Idaho Land Law

A Blog Discussing Current Issues of Land Use, Real Estate, and Construction Law in the State of Idaho.

Filtering by Tag: Attorney's Fees

New Eminent Domain Case from the Supreme Court of Idaho



The Idaho Supreme Court unanimously affirmed the Kootenai County district court’s compensation award to HJ Grathol (“Grathol”), vacated and remanded the district court’s denial of attorney fees to the Idaho Transportation Department (“ITD”), and affirmed the district court’s award of costs to ITD. The Court also unanimously awarded attorney fees and costs to ITD on appeal. 

A link to the full decision can be found here: Idaho Trans. Dep’t v. HJ Grathol, Docket No. 41068 (February 11, 2015)

^^^^^^^^^^^^^^^^

[To be done]
Please answer from the eminent domain post above:
1. Which county's district court made the compensation award to Grathol?
2. What docket number does the decision carry?
3. Which tag is the blog page filtered by?

[Collected data]
^^^^^^^^^^^^^^^^

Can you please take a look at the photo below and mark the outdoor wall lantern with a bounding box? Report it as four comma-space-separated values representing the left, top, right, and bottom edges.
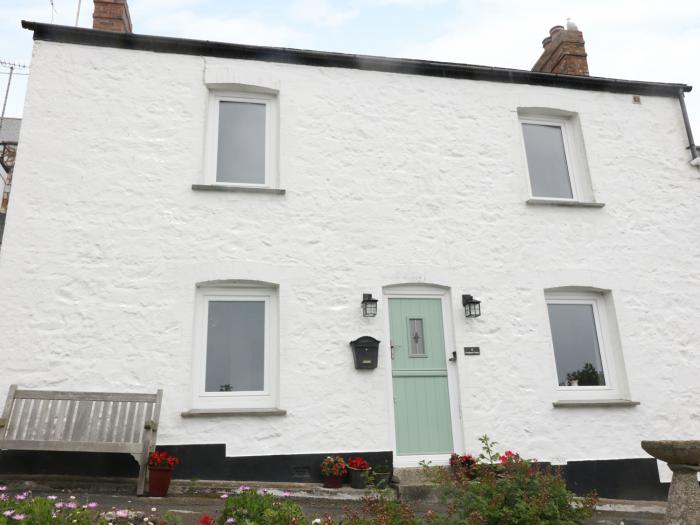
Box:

^^^^^^^^^^^^^^^^

[Answer to the problem]
1. Kootenai County
2. 41068
3. Attorney's Fees